> [The task]: Go through the entries below and print, exactly, the lines starting at the one with "positive clicks: (52, 397)" and ending at the one with "positive clicks: (222, 228) (230, 212)", keeping both ends and no others.

> [Provided records]:

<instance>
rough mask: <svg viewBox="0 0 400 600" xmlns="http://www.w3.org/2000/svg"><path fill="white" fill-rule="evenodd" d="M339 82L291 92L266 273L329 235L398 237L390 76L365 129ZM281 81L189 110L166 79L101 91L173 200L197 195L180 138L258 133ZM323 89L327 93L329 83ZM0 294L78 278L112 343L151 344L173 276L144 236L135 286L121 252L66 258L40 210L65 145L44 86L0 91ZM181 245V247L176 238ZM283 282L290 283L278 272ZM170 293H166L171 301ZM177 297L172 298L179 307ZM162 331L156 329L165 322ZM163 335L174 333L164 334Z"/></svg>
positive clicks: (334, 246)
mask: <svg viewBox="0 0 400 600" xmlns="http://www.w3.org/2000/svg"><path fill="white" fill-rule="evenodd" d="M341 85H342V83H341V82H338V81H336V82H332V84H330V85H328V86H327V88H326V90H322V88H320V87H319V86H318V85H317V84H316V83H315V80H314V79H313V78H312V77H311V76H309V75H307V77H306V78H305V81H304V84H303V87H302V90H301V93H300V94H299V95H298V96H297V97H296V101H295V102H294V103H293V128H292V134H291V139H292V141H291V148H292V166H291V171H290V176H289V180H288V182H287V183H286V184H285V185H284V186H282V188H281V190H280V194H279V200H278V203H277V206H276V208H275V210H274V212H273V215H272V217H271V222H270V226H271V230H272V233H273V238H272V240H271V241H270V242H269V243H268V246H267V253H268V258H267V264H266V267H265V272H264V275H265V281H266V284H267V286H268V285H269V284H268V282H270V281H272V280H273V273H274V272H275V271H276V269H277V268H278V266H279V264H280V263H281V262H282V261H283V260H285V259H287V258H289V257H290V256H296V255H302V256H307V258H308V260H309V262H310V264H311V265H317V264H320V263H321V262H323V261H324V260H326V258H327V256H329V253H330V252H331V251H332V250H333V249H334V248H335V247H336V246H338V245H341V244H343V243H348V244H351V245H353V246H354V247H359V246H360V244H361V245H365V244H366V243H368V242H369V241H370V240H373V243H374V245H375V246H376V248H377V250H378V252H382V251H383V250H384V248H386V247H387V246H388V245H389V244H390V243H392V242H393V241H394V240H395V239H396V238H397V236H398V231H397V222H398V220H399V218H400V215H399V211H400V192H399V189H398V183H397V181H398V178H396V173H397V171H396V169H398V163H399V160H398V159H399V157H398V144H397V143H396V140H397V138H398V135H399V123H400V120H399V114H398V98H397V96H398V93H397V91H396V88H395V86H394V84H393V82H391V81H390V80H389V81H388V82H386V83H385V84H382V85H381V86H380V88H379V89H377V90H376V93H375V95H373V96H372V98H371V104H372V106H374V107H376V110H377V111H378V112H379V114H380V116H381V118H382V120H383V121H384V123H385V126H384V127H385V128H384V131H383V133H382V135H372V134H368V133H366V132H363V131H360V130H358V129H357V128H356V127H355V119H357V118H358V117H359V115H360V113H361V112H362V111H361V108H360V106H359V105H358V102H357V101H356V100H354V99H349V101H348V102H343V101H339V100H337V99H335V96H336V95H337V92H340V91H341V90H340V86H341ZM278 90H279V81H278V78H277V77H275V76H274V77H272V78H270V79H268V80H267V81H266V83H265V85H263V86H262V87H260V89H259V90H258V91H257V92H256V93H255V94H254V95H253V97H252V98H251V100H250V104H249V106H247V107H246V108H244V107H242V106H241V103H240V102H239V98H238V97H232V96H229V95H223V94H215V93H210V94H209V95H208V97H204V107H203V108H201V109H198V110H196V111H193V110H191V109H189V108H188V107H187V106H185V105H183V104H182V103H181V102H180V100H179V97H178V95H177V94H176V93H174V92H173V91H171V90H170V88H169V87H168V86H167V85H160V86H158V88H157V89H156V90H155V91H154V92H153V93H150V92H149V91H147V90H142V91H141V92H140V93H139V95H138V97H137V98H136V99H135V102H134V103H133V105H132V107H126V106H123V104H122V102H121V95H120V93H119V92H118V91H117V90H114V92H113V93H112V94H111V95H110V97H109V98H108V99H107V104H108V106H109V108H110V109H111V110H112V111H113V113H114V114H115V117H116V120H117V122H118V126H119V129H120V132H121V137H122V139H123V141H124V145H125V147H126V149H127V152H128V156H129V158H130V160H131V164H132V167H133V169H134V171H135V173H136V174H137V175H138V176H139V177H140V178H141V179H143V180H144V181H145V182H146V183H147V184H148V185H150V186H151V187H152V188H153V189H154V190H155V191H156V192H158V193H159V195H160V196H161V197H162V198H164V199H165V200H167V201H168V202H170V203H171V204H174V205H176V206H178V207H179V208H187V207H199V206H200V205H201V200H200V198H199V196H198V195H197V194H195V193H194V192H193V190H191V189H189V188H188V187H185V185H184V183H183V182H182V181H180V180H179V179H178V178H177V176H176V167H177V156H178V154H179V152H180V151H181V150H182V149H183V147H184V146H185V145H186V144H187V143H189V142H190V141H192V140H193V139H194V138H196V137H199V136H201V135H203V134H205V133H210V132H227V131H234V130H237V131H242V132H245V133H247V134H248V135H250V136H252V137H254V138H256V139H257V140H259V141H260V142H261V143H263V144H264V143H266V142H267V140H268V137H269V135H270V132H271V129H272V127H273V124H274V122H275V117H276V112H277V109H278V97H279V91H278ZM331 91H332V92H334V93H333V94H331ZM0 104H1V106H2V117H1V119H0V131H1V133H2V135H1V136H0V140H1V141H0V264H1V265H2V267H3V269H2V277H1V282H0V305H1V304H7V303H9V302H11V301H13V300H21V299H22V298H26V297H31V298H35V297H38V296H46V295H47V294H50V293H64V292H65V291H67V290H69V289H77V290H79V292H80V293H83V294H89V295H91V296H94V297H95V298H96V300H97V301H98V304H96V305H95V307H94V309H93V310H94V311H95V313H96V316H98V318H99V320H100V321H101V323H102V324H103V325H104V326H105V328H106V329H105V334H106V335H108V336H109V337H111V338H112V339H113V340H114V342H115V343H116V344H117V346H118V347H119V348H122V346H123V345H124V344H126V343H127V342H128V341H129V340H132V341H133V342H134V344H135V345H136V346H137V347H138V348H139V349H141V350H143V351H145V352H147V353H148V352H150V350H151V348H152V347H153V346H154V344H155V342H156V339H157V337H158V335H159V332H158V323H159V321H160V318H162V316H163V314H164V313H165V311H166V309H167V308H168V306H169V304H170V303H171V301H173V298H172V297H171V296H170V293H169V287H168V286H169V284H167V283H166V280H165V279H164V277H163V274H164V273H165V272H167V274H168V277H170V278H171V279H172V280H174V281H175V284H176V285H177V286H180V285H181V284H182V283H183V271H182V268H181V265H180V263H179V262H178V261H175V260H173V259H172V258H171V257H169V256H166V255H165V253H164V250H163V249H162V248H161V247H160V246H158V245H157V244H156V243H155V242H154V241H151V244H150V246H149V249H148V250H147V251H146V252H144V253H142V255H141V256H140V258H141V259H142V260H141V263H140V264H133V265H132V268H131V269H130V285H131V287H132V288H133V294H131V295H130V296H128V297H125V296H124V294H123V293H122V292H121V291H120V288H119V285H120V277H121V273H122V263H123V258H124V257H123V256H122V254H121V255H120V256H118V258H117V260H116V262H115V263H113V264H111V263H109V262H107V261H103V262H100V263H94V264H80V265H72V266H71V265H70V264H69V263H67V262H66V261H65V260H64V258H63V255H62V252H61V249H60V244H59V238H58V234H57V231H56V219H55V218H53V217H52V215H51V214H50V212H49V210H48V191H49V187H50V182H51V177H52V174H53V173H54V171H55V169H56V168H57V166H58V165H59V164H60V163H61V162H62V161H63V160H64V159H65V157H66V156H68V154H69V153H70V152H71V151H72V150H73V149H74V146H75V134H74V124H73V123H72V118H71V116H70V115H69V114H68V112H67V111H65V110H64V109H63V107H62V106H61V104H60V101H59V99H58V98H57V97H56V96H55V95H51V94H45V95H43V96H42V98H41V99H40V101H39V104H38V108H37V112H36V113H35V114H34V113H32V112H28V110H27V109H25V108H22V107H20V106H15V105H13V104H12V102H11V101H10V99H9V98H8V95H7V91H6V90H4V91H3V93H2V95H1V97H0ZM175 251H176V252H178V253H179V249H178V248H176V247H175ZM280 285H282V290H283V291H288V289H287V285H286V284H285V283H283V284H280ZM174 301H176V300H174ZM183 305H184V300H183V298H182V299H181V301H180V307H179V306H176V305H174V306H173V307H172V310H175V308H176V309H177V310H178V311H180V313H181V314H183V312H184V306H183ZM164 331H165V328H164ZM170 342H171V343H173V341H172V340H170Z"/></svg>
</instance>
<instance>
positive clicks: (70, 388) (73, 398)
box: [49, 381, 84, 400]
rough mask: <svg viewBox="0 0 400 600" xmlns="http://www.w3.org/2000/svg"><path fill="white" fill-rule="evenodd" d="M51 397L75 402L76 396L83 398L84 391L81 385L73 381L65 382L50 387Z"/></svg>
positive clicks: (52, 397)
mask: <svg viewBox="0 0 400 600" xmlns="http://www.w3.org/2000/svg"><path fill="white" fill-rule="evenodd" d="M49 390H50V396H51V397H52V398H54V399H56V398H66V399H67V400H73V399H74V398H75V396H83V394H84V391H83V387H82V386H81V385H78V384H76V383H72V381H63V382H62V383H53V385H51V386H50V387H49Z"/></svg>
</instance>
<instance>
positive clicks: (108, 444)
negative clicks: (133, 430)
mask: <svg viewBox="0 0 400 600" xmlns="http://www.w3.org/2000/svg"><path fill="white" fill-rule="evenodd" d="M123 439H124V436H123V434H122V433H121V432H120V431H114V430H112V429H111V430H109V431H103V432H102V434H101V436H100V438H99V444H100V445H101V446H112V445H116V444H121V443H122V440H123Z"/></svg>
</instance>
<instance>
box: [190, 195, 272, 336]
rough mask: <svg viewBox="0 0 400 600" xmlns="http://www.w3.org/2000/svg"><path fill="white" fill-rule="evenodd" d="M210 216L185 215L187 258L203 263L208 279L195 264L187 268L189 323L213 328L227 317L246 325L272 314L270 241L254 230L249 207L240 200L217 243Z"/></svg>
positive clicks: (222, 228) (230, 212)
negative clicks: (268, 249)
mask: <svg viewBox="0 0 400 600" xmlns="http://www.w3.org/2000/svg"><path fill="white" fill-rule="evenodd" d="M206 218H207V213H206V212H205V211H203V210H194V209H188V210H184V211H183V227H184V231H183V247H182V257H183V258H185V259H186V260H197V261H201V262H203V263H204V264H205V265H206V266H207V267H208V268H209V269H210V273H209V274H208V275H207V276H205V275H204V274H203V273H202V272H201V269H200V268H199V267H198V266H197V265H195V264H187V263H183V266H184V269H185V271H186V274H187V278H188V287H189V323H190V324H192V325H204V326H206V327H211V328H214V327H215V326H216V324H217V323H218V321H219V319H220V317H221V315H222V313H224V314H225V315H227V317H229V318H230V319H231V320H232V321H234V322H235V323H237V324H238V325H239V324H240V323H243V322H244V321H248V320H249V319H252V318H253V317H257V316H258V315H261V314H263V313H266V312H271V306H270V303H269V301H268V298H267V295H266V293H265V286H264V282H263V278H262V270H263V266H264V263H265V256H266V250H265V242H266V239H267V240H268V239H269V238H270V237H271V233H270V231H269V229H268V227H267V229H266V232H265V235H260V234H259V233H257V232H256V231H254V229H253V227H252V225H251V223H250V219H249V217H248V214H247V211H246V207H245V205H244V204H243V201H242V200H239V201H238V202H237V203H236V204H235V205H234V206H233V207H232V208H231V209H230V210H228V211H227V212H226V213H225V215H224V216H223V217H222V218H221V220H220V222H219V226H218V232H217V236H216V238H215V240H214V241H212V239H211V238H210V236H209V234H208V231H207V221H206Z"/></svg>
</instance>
...
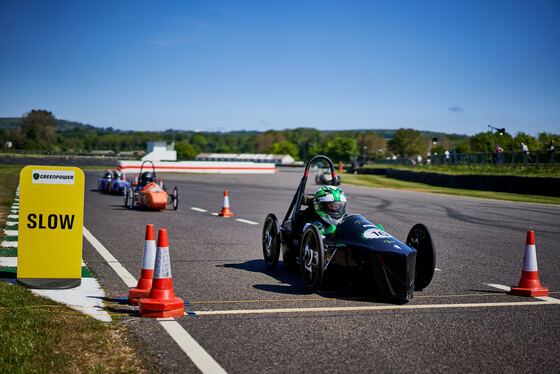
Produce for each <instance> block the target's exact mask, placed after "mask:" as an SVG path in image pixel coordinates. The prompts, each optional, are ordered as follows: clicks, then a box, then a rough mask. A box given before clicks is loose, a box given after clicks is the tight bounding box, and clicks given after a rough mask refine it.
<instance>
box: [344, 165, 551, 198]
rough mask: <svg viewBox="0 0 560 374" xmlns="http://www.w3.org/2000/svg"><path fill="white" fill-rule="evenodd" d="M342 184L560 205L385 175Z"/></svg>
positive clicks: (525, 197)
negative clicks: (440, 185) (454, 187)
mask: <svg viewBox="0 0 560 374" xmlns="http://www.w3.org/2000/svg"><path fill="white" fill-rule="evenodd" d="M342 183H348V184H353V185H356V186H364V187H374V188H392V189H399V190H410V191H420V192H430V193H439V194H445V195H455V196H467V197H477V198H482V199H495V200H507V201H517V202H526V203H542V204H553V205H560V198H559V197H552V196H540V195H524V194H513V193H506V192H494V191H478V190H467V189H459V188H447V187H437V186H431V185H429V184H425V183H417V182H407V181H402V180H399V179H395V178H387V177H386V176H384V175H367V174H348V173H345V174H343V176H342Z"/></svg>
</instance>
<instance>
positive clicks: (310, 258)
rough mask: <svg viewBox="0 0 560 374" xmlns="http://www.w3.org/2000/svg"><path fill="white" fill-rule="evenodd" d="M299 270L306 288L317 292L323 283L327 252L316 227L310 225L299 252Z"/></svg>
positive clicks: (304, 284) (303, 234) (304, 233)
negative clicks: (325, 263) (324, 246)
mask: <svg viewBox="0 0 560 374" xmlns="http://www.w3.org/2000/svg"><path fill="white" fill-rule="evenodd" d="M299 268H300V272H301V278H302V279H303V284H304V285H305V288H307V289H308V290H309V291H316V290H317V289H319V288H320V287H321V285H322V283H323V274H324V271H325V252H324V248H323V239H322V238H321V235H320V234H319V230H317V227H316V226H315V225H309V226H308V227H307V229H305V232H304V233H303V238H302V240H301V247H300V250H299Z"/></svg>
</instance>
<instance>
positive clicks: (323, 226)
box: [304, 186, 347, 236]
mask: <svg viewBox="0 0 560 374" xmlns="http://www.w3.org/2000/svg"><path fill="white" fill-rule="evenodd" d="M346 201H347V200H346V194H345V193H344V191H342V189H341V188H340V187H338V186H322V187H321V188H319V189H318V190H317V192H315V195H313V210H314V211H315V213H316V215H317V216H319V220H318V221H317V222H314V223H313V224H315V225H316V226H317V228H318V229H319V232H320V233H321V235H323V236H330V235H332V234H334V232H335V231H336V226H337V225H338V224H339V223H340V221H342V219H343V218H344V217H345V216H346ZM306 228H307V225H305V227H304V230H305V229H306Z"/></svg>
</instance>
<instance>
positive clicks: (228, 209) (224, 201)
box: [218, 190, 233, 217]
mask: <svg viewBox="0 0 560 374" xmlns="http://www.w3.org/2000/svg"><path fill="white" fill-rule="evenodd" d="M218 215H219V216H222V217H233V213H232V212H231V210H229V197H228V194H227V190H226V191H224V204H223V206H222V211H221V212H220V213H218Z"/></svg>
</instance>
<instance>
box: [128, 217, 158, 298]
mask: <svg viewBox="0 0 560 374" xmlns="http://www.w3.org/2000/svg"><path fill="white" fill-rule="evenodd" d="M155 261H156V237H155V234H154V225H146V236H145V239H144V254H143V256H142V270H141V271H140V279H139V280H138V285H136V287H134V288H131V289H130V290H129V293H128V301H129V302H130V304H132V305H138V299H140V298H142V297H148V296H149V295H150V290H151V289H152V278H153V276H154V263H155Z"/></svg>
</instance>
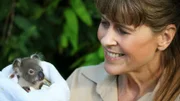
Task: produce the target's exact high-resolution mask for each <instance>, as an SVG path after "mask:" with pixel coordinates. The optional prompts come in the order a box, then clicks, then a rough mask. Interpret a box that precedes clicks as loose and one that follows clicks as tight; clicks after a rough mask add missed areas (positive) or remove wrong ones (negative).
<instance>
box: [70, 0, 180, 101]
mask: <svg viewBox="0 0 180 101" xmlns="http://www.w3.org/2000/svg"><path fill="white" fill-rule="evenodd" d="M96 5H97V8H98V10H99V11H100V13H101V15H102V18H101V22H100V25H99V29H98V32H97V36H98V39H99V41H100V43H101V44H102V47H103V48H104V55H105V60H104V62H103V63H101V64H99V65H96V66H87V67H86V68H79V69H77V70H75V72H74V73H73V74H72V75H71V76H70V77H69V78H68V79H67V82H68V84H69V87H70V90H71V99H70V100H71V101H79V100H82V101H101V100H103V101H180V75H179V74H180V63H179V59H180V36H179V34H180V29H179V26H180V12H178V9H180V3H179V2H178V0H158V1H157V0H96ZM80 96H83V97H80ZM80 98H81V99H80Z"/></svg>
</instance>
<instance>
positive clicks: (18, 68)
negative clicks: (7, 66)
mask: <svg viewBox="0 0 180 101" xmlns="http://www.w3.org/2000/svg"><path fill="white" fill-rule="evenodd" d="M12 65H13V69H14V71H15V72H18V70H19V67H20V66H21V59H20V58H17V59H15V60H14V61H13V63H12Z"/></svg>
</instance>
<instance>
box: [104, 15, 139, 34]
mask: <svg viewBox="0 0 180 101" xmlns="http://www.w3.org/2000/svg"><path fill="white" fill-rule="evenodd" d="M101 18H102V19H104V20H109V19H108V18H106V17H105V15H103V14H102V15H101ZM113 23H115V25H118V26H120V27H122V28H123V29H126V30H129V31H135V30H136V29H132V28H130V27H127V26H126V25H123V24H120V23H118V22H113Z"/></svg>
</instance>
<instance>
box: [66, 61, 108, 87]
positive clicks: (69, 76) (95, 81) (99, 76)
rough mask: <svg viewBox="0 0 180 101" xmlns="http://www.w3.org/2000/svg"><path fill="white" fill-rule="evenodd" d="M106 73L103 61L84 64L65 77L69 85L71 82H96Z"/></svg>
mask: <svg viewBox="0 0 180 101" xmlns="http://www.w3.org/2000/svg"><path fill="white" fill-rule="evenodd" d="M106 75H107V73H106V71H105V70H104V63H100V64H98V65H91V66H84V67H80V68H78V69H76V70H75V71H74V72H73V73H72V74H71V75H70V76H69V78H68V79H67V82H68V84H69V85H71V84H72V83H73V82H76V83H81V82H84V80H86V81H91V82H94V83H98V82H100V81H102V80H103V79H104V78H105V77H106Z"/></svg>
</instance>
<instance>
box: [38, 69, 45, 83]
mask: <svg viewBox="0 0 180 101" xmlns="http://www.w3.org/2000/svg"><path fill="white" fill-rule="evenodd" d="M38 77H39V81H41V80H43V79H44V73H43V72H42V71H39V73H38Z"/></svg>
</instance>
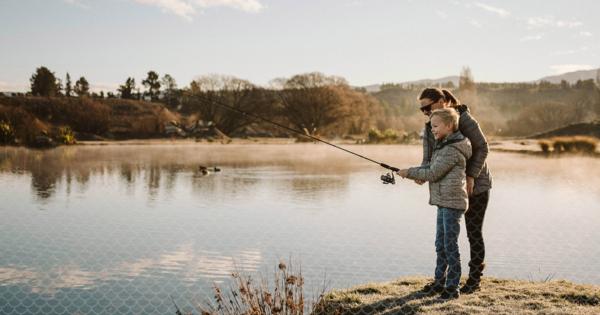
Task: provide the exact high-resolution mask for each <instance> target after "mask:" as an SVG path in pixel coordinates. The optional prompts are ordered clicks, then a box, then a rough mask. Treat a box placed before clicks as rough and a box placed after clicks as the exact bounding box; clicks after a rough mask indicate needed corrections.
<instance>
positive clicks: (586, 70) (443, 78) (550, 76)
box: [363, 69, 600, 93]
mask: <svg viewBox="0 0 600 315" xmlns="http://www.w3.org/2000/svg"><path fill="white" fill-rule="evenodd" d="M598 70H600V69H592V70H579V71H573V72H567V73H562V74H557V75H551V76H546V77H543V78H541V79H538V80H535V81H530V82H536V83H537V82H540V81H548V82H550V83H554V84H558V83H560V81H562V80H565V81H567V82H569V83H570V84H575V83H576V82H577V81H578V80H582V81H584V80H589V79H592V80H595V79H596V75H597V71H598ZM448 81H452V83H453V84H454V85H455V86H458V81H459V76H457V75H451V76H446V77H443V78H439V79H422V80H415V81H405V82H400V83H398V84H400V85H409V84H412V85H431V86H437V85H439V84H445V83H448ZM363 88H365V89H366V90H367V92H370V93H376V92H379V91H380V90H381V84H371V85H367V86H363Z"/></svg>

> [Answer section]:
positive clicks: (52, 397)
mask: <svg viewBox="0 0 400 600" xmlns="http://www.w3.org/2000/svg"><path fill="white" fill-rule="evenodd" d="M49 390H50V396H51V397H52V398H54V399H56V398H66V399H67V400H73V399H74V398H75V396H83V394H84V391H83V387H82V386H81V385H78V384H76V383H72V381H63V382H62V383H53V385H51V386H50V387H49Z"/></svg>
</instance>
<instance>
positive clicks: (108, 444)
negative clicks: (133, 430)
mask: <svg viewBox="0 0 400 600" xmlns="http://www.w3.org/2000/svg"><path fill="white" fill-rule="evenodd" d="M123 439H124V436H123V434H122V433H121V432H120V431H114V430H112V429H111V430H109V431H103V432H102V434H101V436H100V438H99V444H100V445H101V446H112V445H116V444H121V443H122V440H123Z"/></svg>
</instance>
<instance>
box: [190, 195, 272, 336]
rough mask: <svg viewBox="0 0 400 600" xmlns="http://www.w3.org/2000/svg"><path fill="white" fill-rule="evenodd" d="M210 216L185 215L187 258L203 263L208 279L195 264L187 268L189 323L213 328L227 317L246 325L272 314L270 241L254 230L249 207L240 200L217 243Z"/></svg>
positive clicks: (222, 228) (230, 212)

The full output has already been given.